BEGIN Records to use
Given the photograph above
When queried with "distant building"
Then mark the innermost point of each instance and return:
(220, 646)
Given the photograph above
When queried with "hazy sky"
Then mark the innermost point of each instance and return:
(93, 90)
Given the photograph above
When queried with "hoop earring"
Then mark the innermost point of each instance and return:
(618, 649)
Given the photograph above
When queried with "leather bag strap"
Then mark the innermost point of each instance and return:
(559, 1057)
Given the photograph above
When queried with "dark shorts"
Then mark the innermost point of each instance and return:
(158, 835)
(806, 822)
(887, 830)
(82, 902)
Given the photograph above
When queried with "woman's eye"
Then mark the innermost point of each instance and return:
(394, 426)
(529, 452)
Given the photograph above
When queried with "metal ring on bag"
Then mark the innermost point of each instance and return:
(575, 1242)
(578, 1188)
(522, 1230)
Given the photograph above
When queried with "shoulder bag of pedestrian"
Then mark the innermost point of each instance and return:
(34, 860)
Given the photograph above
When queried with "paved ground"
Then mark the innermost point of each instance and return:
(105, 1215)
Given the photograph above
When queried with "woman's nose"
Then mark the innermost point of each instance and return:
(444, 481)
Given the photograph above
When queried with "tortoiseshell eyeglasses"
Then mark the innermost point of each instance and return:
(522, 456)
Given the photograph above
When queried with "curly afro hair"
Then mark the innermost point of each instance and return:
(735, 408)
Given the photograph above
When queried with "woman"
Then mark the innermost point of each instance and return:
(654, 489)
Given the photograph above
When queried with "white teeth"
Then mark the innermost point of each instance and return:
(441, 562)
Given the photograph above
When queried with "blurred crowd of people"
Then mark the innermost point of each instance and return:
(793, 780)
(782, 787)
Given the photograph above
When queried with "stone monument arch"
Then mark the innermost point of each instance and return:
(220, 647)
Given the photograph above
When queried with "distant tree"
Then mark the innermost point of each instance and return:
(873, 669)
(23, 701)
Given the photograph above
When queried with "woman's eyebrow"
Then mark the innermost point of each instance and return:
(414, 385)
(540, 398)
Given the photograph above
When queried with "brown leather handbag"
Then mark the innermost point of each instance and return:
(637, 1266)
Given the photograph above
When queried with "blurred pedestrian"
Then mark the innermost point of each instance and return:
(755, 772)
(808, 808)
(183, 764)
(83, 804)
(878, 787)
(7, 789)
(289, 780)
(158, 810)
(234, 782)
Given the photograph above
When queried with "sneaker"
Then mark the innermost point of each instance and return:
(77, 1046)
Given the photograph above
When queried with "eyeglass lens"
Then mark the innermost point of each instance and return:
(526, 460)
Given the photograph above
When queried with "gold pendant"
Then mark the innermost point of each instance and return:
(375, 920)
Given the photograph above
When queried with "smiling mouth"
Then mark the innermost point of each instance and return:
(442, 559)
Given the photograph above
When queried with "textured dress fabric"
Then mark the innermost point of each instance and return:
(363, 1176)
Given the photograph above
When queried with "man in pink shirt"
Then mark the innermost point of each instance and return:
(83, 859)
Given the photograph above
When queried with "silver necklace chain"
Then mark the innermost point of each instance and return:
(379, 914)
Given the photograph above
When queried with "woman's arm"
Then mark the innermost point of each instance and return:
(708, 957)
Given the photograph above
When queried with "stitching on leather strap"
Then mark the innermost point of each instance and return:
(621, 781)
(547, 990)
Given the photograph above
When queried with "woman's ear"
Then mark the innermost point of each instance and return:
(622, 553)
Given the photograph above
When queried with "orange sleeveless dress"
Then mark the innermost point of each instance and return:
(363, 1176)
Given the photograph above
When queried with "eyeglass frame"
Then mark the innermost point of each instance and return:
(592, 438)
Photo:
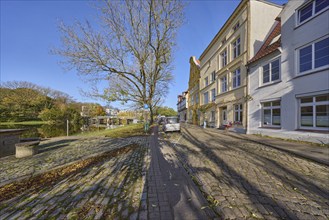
END Records to use
## Work to be completed
Gather every line above that contains the word "leather" and copy each one in full.

## Result for this exercise
When queried with "leather bag strap"
When queried with "brown leather handbag"
When queried with "stitching on leather strap"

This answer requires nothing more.